Extracted information Block Start

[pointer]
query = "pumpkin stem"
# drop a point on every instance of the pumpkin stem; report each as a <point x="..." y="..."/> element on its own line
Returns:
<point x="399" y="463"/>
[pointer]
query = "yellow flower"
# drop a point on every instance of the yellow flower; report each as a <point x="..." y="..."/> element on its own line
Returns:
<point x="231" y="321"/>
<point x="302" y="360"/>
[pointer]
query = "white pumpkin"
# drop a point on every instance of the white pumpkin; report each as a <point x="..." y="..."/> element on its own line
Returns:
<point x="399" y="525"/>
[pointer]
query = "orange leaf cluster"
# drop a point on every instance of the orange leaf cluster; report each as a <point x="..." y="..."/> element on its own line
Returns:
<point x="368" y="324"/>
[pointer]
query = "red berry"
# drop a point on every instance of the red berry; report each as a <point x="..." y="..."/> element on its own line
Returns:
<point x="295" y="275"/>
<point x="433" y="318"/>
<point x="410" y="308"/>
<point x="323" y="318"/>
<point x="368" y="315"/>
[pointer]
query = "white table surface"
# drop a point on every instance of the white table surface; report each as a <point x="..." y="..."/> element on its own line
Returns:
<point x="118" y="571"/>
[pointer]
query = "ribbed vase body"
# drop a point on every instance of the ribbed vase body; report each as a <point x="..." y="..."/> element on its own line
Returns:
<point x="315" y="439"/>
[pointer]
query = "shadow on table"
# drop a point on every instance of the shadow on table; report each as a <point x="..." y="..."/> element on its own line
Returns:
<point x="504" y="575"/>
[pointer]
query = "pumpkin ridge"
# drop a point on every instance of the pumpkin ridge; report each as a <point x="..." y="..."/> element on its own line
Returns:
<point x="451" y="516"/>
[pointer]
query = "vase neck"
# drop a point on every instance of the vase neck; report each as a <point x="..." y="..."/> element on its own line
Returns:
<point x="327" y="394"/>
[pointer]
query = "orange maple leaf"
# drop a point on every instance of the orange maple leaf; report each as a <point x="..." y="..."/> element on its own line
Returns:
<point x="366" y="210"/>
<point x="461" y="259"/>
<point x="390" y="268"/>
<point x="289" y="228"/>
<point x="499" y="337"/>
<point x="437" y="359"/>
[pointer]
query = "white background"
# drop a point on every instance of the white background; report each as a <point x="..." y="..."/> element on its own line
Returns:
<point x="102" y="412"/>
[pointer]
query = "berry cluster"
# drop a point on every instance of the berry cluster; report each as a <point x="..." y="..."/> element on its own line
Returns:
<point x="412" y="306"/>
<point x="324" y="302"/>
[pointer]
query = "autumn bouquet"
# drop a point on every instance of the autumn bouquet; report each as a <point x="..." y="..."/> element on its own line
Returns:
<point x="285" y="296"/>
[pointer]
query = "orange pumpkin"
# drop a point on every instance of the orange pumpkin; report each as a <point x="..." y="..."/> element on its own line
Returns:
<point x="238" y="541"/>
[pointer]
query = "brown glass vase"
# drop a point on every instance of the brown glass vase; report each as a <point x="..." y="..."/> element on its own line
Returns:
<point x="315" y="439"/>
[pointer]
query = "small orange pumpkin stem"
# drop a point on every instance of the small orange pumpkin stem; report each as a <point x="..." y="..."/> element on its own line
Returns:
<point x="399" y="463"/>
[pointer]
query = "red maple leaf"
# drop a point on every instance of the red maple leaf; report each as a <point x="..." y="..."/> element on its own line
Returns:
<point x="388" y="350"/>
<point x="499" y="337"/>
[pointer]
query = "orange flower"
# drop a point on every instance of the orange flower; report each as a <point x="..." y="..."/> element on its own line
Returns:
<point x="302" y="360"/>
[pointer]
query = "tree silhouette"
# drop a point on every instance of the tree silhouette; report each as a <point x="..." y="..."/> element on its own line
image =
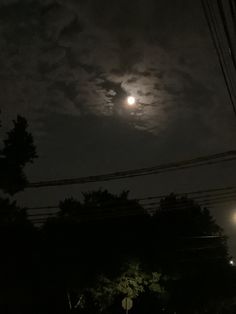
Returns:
<point x="18" y="150"/>
<point x="17" y="234"/>
<point x="95" y="244"/>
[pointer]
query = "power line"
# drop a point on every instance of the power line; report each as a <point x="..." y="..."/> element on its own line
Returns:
<point x="161" y="168"/>
<point x="213" y="27"/>
<point x="92" y="214"/>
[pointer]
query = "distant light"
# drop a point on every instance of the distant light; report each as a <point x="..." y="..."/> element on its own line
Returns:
<point x="131" y="100"/>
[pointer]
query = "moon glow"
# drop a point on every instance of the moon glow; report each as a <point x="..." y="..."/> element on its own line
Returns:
<point x="131" y="100"/>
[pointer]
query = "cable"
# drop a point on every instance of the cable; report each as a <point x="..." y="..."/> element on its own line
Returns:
<point x="167" y="167"/>
<point x="210" y="18"/>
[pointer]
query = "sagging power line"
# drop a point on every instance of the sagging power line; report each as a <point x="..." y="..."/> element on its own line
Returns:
<point x="161" y="168"/>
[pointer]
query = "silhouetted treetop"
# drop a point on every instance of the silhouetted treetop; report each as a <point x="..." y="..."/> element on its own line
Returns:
<point x="18" y="150"/>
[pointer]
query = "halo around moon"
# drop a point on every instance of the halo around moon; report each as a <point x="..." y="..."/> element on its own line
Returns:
<point x="130" y="100"/>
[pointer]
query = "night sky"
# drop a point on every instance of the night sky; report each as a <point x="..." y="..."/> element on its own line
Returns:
<point x="68" y="66"/>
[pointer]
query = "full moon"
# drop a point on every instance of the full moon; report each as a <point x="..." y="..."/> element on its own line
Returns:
<point x="131" y="100"/>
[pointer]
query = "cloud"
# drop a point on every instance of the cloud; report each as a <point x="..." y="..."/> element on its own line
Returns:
<point x="79" y="58"/>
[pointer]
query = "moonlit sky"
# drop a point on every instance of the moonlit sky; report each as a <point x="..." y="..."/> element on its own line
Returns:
<point x="68" y="66"/>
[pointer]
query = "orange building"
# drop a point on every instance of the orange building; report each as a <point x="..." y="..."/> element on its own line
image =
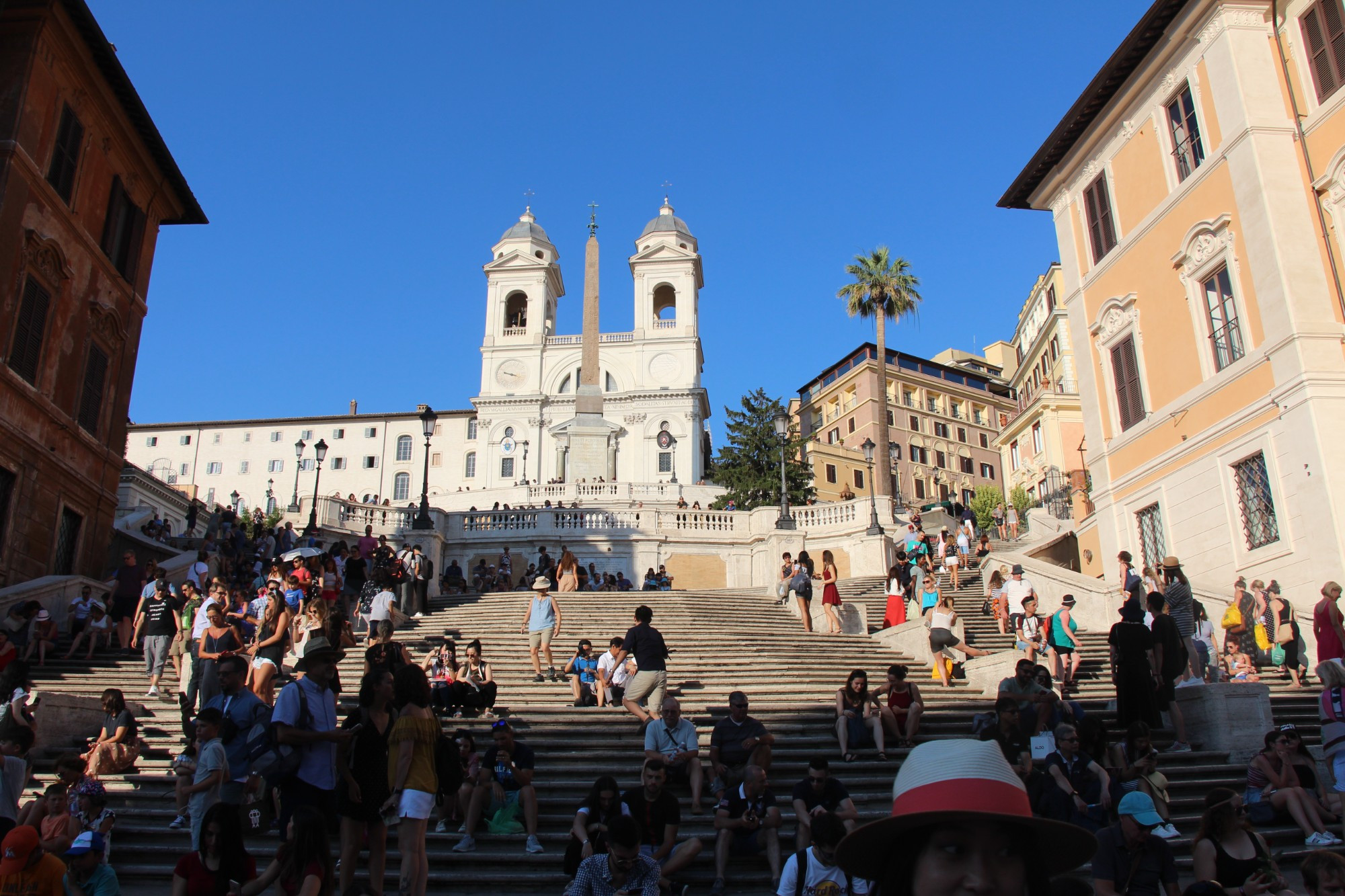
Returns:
<point x="1198" y="188"/>
<point x="85" y="184"/>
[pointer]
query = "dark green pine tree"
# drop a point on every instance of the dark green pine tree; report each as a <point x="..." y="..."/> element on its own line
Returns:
<point x="748" y="463"/>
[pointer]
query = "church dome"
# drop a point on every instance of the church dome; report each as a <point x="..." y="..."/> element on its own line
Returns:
<point x="527" y="229"/>
<point x="666" y="222"/>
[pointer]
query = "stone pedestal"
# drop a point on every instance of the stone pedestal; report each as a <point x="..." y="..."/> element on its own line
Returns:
<point x="1227" y="717"/>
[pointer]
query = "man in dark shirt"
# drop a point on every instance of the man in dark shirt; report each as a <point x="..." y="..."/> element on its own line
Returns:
<point x="1171" y="658"/>
<point x="658" y="814"/>
<point x="818" y="794"/>
<point x="506" y="776"/>
<point x="736" y="743"/>
<point x="650" y="684"/>
<point x="747" y="822"/>
<point x="1130" y="858"/>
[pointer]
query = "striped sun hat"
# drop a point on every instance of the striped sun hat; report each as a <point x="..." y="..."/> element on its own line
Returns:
<point x="960" y="780"/>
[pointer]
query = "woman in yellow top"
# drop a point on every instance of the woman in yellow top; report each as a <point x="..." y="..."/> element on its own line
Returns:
<point x="411" y="772"/>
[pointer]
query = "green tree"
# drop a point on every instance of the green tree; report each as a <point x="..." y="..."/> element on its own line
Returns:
<point x="984" y="502"/>
<point x="883" y="288"/>
<point x="748" y="463"/>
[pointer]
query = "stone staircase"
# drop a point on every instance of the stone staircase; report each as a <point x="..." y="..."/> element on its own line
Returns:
<point x="720" y="642"/>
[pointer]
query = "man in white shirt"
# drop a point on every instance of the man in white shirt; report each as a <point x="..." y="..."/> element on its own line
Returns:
<point x="613" y="677"/>
<point x="821" y="873"/>
<point x="1019" y="588"/>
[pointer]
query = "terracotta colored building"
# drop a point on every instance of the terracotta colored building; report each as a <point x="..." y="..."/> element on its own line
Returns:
<point x="85" y="184"/>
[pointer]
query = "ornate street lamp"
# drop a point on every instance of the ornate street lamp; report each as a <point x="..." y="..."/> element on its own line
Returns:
<point x="782" y="432"/>
<point x="875" y="528"/>
<point x="313" y="513"/>
<point x="299" y="456"/>
<point x="423" y="520"/>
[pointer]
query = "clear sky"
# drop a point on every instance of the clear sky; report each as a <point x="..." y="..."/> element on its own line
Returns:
<point x="358" y="161"/>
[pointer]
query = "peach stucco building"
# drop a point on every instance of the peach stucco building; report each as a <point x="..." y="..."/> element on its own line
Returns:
<point x="1199" y="221"/>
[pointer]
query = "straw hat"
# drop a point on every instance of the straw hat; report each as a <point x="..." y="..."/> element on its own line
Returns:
<point x="952" y="782"/>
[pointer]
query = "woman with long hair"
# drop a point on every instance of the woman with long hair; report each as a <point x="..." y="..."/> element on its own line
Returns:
<point x="568" y="573"/>
<point x="221" y="858"/>
<point x="588" y="833"/>
<point x="1230" y="852"/>
<point x="859" y="720"/>
<point x="1273" y="778"/>
<point x="942" y="619"/>
<point x="412" y="775"/>
<point x="303" y="864"/>
<point x="362" y="764"/>
<point x="268" y="650"/>
<point x="831" y="595"/>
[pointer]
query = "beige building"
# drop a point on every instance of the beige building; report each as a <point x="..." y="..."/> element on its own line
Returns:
<point x="944" y="417"/>
<point x="1043" y="438"/>
<point x="1198" y="188"/>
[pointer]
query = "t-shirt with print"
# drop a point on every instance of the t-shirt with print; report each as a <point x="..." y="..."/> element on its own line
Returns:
<point x="820" y="880"/>
<point x="498" y="763"/>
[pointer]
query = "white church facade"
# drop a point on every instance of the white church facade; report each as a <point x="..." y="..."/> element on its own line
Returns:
<point x="653" y="401"/>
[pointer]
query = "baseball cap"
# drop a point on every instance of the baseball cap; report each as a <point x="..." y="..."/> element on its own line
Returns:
<point x="89" y="841"/>
<point x="17" y="848"/>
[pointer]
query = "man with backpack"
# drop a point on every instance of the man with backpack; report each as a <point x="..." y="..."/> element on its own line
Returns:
<point x="814" y="869"/>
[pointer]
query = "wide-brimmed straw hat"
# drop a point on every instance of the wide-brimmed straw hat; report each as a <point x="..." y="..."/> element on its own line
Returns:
<point x="960" y="782"/>
<point x="318" y="647"/>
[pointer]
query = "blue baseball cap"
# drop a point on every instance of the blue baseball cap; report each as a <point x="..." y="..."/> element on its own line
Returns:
<point x="1141" y="807"/>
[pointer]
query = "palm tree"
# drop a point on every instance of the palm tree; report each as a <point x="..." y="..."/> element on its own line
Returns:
<point x="883" y="288"/>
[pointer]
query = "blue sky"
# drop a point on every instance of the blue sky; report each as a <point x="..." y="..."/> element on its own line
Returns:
<point x="357" y="167"/>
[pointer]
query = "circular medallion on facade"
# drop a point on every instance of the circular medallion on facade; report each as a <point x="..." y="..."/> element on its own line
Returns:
<point x="665" y="368"/>
<point x="512" y="373"/>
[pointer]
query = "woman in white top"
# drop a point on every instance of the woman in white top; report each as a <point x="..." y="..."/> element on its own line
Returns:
<point x="942" y="619"/>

Extracted information Block End

Only lines with the word "berry" should be collected from the material.

query = "red berry"
# drop a point on every instance of the red berry; report each as a <point x="..." y="..."/> element on its own line
query = "berry cluster"
# drop a point on every instance of the berry cluster; report each as a <point x="..." y="..."/> element on its own line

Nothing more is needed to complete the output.